**** Listed records

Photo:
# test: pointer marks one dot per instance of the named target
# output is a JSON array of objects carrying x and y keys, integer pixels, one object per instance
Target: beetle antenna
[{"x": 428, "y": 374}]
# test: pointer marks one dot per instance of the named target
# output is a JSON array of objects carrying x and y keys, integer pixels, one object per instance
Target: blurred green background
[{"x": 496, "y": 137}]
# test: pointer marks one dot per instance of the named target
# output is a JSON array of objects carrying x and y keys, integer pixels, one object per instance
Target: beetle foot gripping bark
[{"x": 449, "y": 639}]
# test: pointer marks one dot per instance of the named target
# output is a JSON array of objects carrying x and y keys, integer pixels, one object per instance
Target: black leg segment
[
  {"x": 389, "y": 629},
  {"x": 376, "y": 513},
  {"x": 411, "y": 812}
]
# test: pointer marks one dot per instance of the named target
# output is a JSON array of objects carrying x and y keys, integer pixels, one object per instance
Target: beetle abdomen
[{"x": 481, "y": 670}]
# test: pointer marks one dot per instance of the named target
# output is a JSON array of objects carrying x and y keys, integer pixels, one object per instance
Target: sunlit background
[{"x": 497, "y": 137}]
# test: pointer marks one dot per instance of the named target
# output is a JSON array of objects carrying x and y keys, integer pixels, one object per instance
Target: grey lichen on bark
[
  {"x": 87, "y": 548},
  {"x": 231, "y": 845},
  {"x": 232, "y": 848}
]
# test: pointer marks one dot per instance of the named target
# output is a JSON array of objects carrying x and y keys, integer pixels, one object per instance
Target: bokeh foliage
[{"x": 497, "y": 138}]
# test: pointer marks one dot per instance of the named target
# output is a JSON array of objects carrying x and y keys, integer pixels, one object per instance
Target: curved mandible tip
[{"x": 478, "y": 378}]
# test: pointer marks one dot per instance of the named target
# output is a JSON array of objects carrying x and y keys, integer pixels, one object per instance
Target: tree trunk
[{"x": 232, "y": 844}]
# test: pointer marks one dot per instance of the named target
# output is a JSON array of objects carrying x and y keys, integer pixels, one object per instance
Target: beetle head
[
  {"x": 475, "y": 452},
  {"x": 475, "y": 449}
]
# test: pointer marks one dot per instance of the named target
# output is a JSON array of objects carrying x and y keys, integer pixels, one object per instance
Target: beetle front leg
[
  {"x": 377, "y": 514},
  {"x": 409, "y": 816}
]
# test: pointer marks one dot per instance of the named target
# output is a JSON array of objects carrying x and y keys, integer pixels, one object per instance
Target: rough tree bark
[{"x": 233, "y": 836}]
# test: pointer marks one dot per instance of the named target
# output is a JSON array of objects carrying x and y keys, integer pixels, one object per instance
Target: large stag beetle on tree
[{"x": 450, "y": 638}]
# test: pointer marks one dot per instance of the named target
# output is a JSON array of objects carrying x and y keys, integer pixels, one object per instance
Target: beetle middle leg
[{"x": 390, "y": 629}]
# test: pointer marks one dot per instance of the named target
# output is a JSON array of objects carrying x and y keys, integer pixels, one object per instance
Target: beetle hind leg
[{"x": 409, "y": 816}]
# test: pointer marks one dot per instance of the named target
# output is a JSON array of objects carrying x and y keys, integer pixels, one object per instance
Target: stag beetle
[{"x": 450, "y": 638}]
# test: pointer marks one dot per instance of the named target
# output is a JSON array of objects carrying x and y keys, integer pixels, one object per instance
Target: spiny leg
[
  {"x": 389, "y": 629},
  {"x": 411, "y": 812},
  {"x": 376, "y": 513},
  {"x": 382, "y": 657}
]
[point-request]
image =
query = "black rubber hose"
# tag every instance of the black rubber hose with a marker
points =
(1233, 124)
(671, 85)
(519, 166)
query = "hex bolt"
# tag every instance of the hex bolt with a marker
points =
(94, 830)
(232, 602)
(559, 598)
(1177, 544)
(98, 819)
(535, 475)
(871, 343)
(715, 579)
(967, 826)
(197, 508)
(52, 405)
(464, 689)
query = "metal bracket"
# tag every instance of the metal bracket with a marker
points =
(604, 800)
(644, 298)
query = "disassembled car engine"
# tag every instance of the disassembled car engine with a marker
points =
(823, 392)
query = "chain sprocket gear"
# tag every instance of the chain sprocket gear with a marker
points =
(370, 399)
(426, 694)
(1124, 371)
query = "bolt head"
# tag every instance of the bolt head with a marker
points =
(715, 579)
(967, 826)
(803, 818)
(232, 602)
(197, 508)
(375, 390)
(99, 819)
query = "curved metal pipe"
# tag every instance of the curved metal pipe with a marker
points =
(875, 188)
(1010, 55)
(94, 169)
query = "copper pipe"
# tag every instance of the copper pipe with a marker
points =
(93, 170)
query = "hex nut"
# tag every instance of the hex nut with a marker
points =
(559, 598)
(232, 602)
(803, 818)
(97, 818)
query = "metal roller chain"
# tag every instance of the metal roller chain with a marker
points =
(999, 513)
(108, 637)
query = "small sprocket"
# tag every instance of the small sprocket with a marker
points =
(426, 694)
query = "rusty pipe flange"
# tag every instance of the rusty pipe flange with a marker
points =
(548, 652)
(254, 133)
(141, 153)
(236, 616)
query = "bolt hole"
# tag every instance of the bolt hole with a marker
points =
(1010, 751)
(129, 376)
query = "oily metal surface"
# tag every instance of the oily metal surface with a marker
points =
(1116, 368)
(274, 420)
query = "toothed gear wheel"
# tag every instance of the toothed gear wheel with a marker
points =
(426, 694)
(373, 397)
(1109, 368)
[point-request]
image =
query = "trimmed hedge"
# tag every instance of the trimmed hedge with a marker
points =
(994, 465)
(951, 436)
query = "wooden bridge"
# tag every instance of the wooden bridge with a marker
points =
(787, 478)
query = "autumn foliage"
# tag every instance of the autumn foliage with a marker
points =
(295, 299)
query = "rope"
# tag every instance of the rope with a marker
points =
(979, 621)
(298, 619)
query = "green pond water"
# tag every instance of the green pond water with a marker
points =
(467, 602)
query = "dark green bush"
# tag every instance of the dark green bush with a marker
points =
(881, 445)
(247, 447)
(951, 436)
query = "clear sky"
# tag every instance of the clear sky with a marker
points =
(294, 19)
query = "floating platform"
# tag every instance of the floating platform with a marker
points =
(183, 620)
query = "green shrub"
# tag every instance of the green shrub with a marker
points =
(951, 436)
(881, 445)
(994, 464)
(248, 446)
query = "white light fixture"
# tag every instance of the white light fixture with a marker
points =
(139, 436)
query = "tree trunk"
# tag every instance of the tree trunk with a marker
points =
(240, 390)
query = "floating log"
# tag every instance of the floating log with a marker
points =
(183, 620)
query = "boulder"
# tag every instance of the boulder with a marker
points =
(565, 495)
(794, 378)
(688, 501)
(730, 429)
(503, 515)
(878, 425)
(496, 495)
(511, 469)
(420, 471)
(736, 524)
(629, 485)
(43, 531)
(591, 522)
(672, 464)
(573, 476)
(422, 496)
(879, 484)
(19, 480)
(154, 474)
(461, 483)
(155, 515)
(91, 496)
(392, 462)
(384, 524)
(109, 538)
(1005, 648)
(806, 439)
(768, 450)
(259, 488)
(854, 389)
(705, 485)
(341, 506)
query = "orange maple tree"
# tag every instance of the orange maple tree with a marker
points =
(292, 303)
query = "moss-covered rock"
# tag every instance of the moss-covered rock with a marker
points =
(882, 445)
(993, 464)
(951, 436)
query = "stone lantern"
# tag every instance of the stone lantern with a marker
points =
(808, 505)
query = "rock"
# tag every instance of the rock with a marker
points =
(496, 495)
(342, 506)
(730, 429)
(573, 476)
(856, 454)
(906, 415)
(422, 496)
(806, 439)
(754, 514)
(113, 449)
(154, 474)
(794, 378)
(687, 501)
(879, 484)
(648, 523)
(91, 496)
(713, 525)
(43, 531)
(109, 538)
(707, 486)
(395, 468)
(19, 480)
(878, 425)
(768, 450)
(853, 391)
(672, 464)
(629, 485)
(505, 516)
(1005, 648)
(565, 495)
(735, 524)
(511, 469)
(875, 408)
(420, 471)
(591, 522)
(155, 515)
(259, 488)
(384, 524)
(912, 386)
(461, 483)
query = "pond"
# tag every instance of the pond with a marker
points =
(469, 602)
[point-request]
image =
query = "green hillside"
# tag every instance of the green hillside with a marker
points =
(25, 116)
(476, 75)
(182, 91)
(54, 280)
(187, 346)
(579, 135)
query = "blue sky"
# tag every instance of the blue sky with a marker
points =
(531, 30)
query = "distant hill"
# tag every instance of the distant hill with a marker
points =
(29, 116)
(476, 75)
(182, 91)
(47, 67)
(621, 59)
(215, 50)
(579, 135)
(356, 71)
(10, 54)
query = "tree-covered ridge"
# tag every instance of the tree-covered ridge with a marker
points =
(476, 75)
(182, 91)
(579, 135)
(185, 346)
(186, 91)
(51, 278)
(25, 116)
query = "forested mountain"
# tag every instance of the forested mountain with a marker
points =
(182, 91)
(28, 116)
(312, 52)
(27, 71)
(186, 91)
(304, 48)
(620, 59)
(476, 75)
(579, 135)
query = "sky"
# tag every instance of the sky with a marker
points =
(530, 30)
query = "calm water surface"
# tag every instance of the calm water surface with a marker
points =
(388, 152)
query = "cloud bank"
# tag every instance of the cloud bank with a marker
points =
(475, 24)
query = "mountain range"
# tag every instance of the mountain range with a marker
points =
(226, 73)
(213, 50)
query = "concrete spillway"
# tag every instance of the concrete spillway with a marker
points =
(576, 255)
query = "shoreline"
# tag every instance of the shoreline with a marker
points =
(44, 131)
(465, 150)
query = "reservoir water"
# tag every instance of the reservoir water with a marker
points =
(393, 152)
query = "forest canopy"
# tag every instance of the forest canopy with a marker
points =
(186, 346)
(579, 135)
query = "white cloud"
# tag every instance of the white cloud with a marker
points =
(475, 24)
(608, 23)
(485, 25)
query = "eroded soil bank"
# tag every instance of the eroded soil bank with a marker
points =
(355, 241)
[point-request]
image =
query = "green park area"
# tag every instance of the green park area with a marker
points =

********

- **What the task requires**
In the records, count every line that includes "concrete" and give the count alone.

- **Result of this exercise**
2